--- Start Provided text ---
When I was young, I did all kinds of needlework – hardanger, cross stitch, embroidery, blackwork, needle tatting and even bobbin lace. Crochet also happened, but I was very much “all thread, all the time.” It all fell by the wayside once I discovered knitting and weaving, but the process of making my own clothes has gotten me thinking about ways to embellish the finished garments and really make them mine. So here I am, needle in hand, relearning all those stitches.
Traditional embroidery can be very fiddly and unforgiving – that precision and attention to detail may well be one of the reasons why I left it behind; I like being able to be more free-form and spontaneous when making things but I just didn’t know how to go about that on my own. Fortunately, there’s a new book out called Rebecca Ringquist’s New Embroidery Workshops. You may recognize the name because of her Dropcloth Samplers. They’re hand-drawn samplers that encourage doodling with yarn and, once I saw one, I knew it was the thing I’d been after. It’s the Modern Art of needlework.
--- End Provided text ---
--- Start Given data ---
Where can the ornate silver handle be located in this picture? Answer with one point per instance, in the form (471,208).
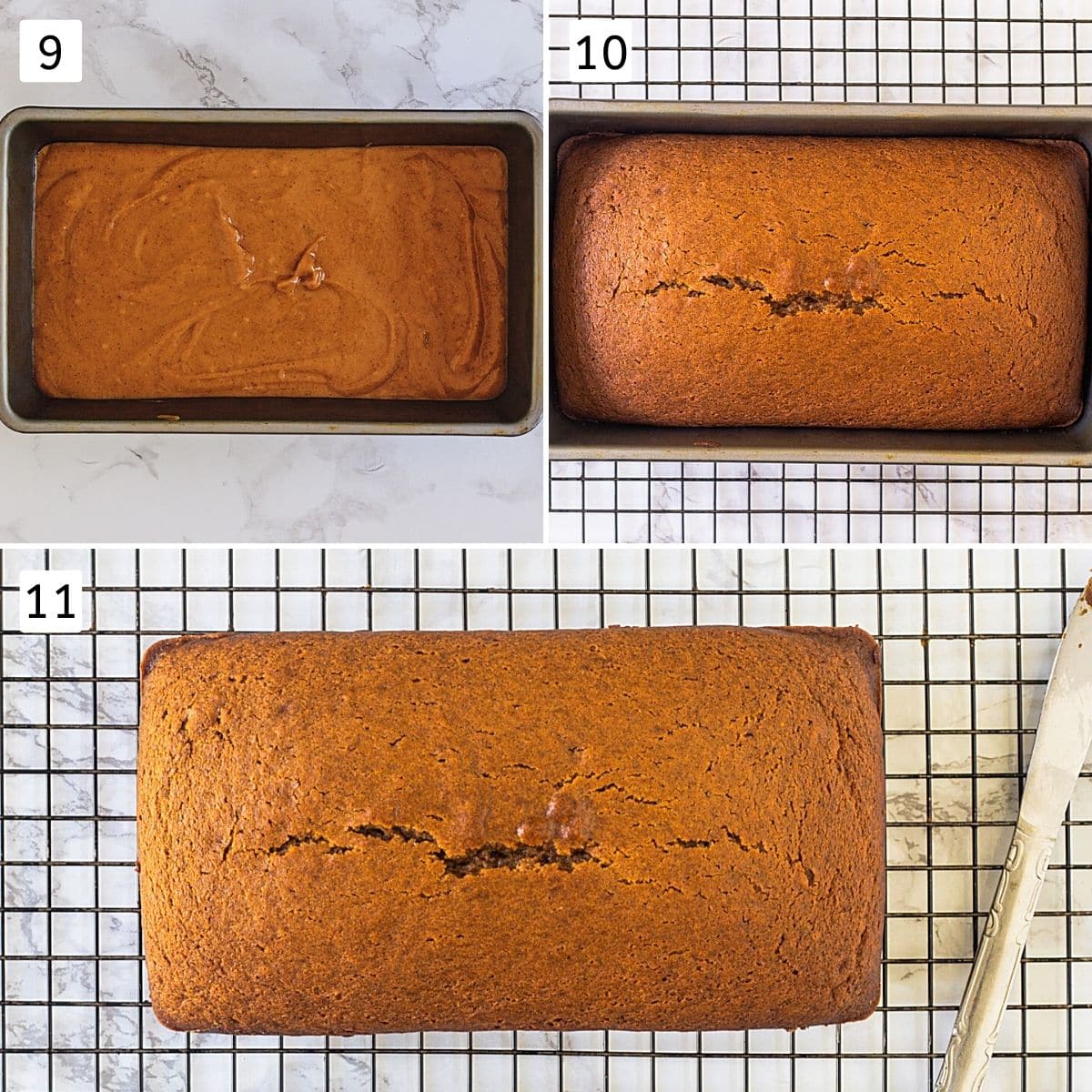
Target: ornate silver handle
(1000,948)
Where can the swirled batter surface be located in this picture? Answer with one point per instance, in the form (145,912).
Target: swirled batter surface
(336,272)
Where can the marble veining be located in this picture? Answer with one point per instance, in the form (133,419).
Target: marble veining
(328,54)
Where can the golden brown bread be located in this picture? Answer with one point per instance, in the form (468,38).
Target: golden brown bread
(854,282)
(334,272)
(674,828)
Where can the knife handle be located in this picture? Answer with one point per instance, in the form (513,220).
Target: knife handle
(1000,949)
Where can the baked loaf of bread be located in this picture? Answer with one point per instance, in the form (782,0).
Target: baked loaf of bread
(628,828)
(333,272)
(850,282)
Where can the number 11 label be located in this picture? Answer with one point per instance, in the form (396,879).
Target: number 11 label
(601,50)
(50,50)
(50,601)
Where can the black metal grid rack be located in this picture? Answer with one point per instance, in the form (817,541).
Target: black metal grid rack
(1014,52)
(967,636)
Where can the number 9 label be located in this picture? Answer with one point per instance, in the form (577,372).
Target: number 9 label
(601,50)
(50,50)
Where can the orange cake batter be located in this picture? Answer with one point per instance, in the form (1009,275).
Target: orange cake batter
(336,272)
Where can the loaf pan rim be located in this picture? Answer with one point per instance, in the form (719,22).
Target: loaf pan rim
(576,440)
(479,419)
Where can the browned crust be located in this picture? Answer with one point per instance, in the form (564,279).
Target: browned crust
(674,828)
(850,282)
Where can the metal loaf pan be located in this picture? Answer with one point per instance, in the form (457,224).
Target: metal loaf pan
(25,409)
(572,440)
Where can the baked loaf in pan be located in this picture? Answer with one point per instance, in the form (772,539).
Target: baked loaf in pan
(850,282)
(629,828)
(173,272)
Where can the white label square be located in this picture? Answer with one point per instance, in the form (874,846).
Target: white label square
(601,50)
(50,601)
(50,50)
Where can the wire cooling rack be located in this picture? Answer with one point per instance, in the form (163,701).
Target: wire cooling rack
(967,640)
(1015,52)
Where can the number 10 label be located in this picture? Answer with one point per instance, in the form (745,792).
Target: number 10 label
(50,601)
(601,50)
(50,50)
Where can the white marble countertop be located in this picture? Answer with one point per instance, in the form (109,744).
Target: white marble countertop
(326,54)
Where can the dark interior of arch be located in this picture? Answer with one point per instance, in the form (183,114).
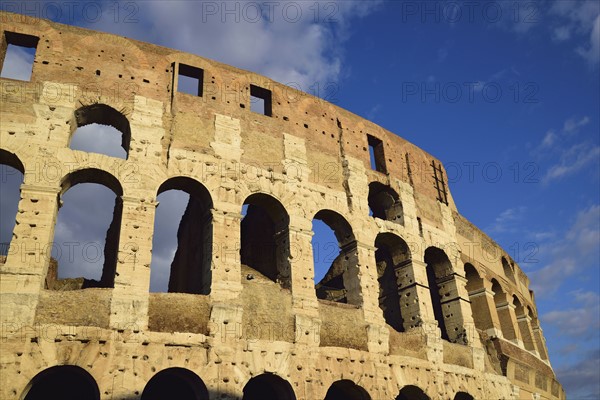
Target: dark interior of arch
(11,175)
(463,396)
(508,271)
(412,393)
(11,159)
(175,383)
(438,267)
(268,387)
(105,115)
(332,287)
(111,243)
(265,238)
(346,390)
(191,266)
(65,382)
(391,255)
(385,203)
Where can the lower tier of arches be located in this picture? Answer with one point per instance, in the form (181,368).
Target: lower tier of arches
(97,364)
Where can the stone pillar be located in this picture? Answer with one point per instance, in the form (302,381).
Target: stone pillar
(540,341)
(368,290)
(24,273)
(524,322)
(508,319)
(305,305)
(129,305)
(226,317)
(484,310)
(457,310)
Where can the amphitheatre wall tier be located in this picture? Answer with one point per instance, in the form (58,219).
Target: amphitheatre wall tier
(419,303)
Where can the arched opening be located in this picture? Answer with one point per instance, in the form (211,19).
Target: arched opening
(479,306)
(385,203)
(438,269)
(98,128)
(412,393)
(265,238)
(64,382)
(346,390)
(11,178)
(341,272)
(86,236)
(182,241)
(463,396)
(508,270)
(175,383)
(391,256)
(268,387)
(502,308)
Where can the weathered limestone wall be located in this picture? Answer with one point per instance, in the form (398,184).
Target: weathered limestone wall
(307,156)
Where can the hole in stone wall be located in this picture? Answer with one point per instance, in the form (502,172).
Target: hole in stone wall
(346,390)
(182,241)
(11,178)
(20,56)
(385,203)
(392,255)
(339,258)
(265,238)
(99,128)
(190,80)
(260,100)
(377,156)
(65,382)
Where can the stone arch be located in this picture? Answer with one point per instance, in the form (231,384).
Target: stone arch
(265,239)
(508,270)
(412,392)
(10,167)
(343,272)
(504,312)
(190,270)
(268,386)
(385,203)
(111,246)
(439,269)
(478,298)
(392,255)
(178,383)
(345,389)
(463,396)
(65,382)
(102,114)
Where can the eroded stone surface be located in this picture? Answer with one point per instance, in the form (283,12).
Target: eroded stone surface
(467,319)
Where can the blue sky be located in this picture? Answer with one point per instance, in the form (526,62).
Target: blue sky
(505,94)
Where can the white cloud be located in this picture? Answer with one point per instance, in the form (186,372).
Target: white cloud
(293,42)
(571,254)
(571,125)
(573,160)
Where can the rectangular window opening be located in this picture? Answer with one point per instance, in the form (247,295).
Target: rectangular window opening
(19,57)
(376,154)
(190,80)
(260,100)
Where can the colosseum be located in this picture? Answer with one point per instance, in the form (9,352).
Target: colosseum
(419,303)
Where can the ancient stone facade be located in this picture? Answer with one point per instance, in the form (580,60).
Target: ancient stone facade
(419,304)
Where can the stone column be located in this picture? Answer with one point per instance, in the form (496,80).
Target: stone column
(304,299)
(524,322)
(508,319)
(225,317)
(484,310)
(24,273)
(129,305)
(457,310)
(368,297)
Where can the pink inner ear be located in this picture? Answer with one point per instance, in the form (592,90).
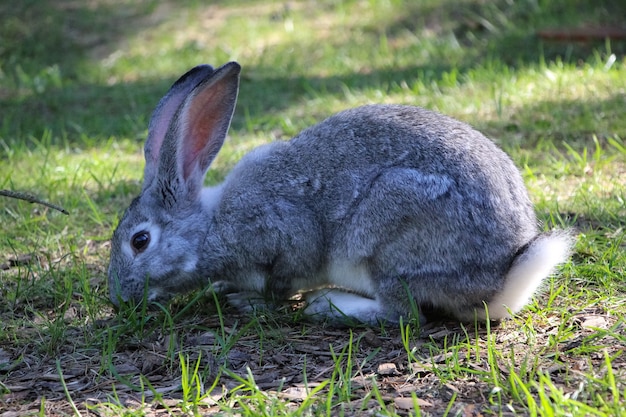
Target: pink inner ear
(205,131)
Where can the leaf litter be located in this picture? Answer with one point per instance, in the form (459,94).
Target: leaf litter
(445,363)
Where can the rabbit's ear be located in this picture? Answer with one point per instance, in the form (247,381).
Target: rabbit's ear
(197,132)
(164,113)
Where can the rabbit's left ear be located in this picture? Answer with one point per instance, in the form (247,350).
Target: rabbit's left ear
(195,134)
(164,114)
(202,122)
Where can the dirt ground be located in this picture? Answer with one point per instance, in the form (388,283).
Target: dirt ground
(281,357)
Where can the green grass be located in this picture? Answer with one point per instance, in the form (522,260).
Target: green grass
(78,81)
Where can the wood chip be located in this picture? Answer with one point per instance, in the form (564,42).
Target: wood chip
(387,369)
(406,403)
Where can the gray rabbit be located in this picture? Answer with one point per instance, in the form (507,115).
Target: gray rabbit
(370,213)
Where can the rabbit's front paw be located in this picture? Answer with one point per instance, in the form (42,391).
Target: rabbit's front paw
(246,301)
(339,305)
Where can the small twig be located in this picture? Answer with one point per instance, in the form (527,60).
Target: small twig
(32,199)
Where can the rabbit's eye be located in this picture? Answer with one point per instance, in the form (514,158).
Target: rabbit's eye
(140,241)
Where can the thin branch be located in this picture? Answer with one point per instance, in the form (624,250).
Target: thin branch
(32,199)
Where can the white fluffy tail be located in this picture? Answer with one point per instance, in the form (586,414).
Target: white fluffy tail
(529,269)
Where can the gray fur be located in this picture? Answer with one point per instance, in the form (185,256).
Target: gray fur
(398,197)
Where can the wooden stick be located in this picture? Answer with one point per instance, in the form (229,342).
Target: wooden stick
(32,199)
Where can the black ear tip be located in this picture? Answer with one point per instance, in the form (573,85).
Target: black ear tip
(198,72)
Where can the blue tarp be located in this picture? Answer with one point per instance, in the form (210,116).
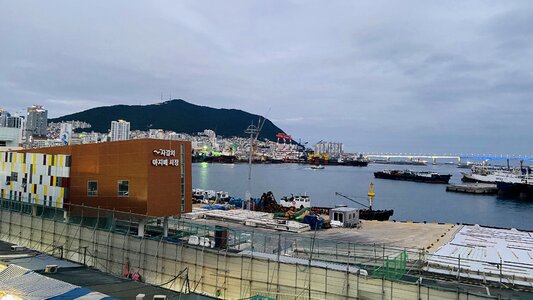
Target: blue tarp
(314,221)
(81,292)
--- End Given data ---
Tasks and exercises:
[A] Reproduce the stretch of the embroidery piece from "When I was young, I" through "all those stitches.".
[B] According to the embroidery piece, what do Rebecca Ringquist's Dropcloth Samplers encourage?
[C] Pick up the embroidery piece after its final sentence and keep writing it.
The listing has no connection to the embroidery piece.

Responses per task:
[A]
When I was young, I did all kinds of needlework – hardanger, cross stitch, embroidery, blackwork, needle tatting and even bobbin lace. Crochet also happened, but I was very much “all thread, all the time.” It all fell by the wayside once I discovered knitting and weaving, but the process of making my own clothes has gotten me thinking about ways to embellish the finished garments and really make them mine. So here I am, needle in hand, relearning all those stitches.

[B] Doodling with yarn.

[C]
Each section of the circle is divided into a particular stitch. I started with the simplest stitch of all, Running Stitch.
If you’ve basted something together, you’ve done it – it’s just up and down, up and down, up and down. The sampler nudges you into using different stitch lengths as well as yarn weights; turns out my thrums are great for this – particularly the silk! Not to mention, of course, my well-aged stash of DMC cotton embroidery yarns. Who knew I’d need these again?
The goal of working through the book and sampler is to get comfortable with the stitches, how to use them together and relearn working with color and embroidery. All good tools for putting my stamp on what I make.
Anyway, if I don’t finish the sampler beforehand, it’ll come along to spindle camp next week. I’ve got five whole days with no internet, no cell and lots of creative people. Doing some needlework along with spinning and relaxing sounds like just the ticket.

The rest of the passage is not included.